記事 ::
###
Worldcoinは「虹彩データはスキャンしてハッシュを生成したあとその場で削除し、ハッシュと個人とは紐付けられないようにしている」と述べて安全性を強調しています。

しかし、Worldcoinはすでに50万人もの虹彩データをスキャンしたにもかかわらず、仮想通貨の発行を一切行えていない状態であると伝えられています。同社は「通貨の発行に予想以上に時間がかかっているので、2022年後半を目標にしています」と述べており、これに対しては目標が漠然としているという批判があるとのこと。


いつまでたっても通貨をもらえないという事態に際し、虹彩データを提供した人々からは不満の声が続出しています。立ち上げ初期にデータを提供した人は「当初20ドル(約2500円)相当のトークンが2年以内に発行されることが約束されており、さらに10%は前払いされる予定だった」と主張していますが、6カ月たった時点で通貨が発行されていないため、所持しているトークンは無価値なままです。

インドネシアで自営業を行っている35歳の男性は「ある朝母親に起こされてついて行ってみると、近くの小学校で奇妙なテクノロジー企業が『社会扶助の景品配布』を行っていました。何も知らないままに長蛇の列に加わり、自分の番が来ると金属製の球を目に向けられ、それが終わると番号が記されたチケットをもらいました。企業はお金を配っていたようですが、どのような社会扶助なのかは一切教えてくれませんでした」と証言し、Worldcoinの活動に不信感を表明しています。
###
表示情報 ::
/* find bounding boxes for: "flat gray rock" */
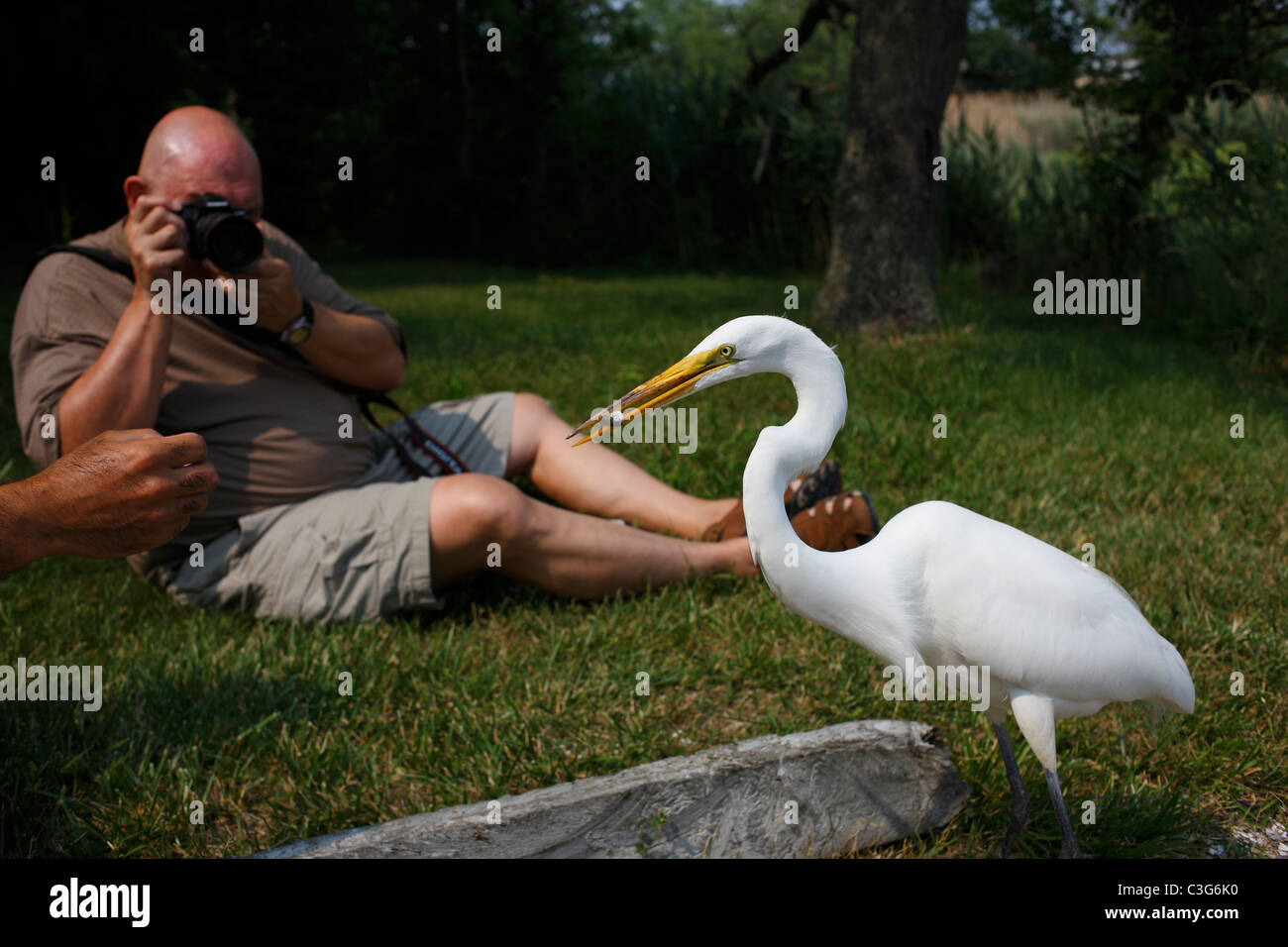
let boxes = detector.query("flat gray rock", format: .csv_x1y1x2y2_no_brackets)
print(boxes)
###
作業内容 ::
A. 記事のうち、「しかし、Worldcoinは」を含む語句で始まり「動に不信感を表明しています。」で終わる部分を、一字一句そのまま書き写してください。
B. 記事によると、Worldcoinは通貨の発行をいつ目標にしているか。

作業ごとの解答 ::
A.
しかし、Worldcoinはすでに50万人もの虹彩データをスキャンしたにもかかわらず、仮想通貨の発行を一切行えていない状態であると伝えられています。同社は「通貨の発行に予想以上に時間がかかっているので、2022年後半を目標にしています」と述べており、これに対しては目標が漠然としているという批判があるとのこと。


いつまでたっても通貨をもらえないという事態に際し、虹彩データを提供した人々からは不満の声が続出しています。立ち上げ初期にデータを提供した人は「当初20ドル(約2500円)相当のトークンが2年以内に発行されることが約束されており、さらに10%は前払いされる予定だった」と主張していますが、6カ月たった時点で通貨が発行されていないため、所持しているトークンは無価値なままです。

インドネシアで自営業を行っている35歳の男性は「ある朝母親に起こされてついて行ってみると、近くの小学校で奇妙なテクノロジー企業が『社会扶助の景品配布』を行っていました。何も知らないままに長蛇の列に加わり、自分の番が来ると金属製の球を目に向けられ、それが終わると番号が記されたチケットをもらいました。企業はお金を配っていたようですが、どのような社会扶助なのかは一切教えてくれませんでした」と証言し、Worldcoinの活動に不信感を表明しています。

B. 2022年後半。